The amazing part of the story is that the program manager for that contract and the KO work in on the same floor of the same building in offices less than a 60 second walk apart. In this case, the KO quietly asked me to process the action as appropriate, and I got it done in about 2 weeks by personally walking the approval documents to each of the approving officials. It got done in time, but it would have been much better to have done it the right way. Contracts would have looked better than to have needed special treatment in the approval process, and if there was a better way to solve the problem than the modification, we certainly did not have the time to look for it.

That disrespect goes far beyond just the PM-KO relationship. We have a J&A that needed to be signed by higher authority for one project that we sent up to DC in Jan 09. The higher authority returned the J&A in Dec 09 demanding a large number of revisions before they would sign it. That left the KO less than a month before the end of the previous contract for all of the other approvals, and the December holidays to deal with. Needless to say, that forced the extension of the previous contract, which also required approvals and J&A's, and separate funding to be provided. My previous example is not a part of this example, it was completely separate and was going on at the same time.

Dataset rows:
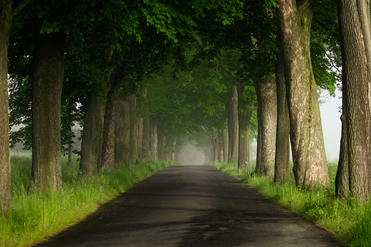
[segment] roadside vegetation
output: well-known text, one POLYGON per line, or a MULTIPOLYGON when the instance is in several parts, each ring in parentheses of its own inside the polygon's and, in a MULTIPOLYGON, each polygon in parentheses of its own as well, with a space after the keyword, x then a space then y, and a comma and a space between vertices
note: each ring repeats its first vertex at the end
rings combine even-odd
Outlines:
POLYGON ((221 172, 256 189, 270 200, 303 216, 331 232, 349 246, 371 246, 371 205, 353 198, 339 201, 335 197, 335 179, 337 163, 327 162, 330 189, 306 190, 290 181, 276 184, 273 178, 254 174, 255 162, 249 169, 238 169, 237 163, 210 162, 221 172))
POLYGON ((29 193, 31 157, 11 157, 11 202, 7 213, 0 212, 0 246, 23 246, 42 241, 78 223, 110 200, 158 170, 174 164, 156 161, 102 171, 99 179, 81 182, 77 156, 67 165, 62 157, 63 193, 29 193))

Instructions:
**a)** According to the excerpt, when did the higher authority send back the J&A?
**b)** Transcribe the part of the excerpt that begins at the words "That disrespect goes" and ends after the words "the same time.".

In response:
**a)** In Dec 09.

**b)**
That disrespect goes far beyond just the PM-KO relationship. We have a J&A that needed to be signed by higher authority for one project that we sent up to DC in Jan 09. The higher authority returned the J&A in Dec 09 demanding a large number of revisions before they would sign it. That left the KO less than a month before the end of the previous contract for all of the other approvals, and the December holidays to deal with. Needless to say, that forced the extension of the previous contract, which also required approvals and J&A's, and separate funding to be provided. My previous example is not a part of this example, it was completely separate and was going on at the same time.